Directions
**1.** From the thread about process_wv.py, return the passage from "In __main__ of" to "on unseen images." word for word.
**2.** Name every source-code identifier (file, function, or module-level block) that the thread about process_wv.py mentions, listing each only once.

Source document
Some test set chips will overlap with training set chips with multi-resolution - process_wv.py

Question

Some test set chips will overlap with training set chips with multi-resolution - process_wv.py

Closed this issue 6 years ago · 1 comments

Hi there, I want to communicate a concern I have about the way process_wv.py creates training and test sets.

In __main__ of process_wv.py, the outer loop iterates through the multiple resolutions to use, followed by the random number generation to direct a particular chip to test/training set. It seems to me that by doing this, there will be some land areas that are both included in the training and test set, although at different resolution. Thus the trained model would have seen areas (at a different resolution) that are in the test set, whereas when we submit models for evaluation, the model is judged on unseen images.

Please clarify if this is intended. Thanks!

Answer 1 · 2018-04-07T00:55:42.000Z

Hi, that's correct; by commenting out the 'shuffle_images_and_boxes_classes' function on line 181 you can remove that randomness. The code will then direct chips based on the train test split percentage.
The images to be used for evaluation are unique from the images provided in the train set. The script 'process_wv.py' creates TFRecords test/train for your own model evaluation.

Edit: I actually made a typo in the code, so that the default behavior right now is to not use randomness. Will update shortly.
Edit 2: Updated.

Material
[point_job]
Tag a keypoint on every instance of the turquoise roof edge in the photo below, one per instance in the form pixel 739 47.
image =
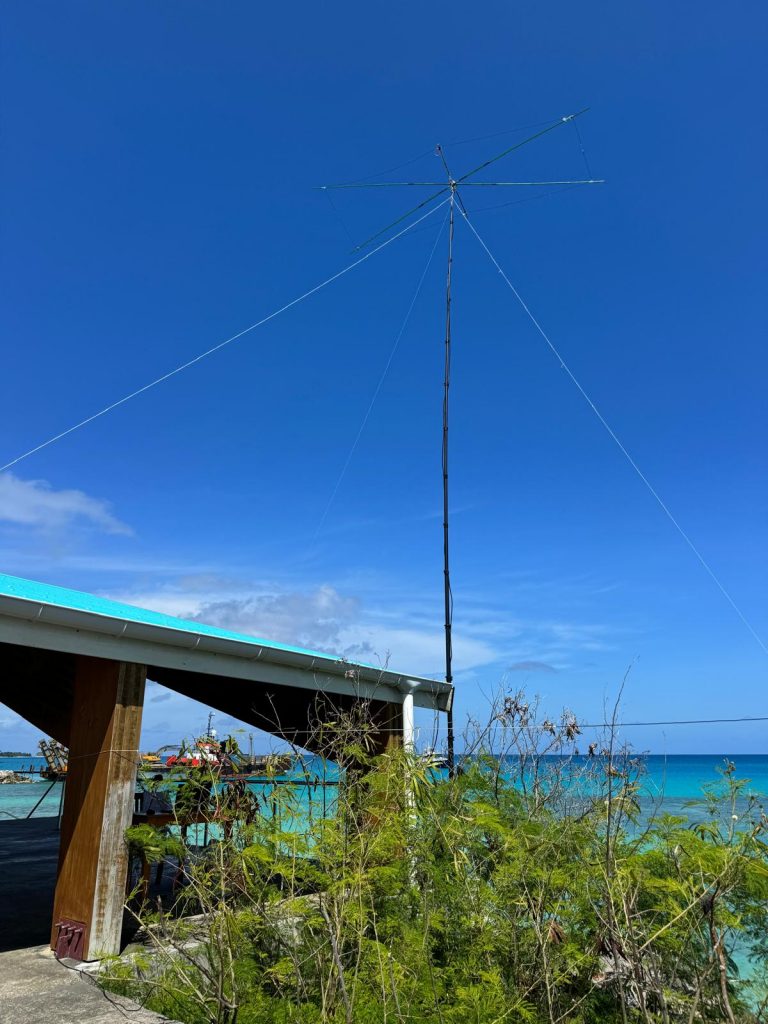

The replies
**1.**
In __main__ of process_wv.py, the outer loop iterates through the multiple resolutions to use, followed by the random number generation to direct a particular chip to test/training set. It seems to me that by doing this, there will be some land areas that are both included in the training and test set, although at different resolution. Thus the trained model would have seen areas (at a different resolution) that are in the test set, whereas when we submit models for evaluation, the model is judged on unseen images.

**2.**
process_wv.py
__main__
shuffle_images_and_boxes_classes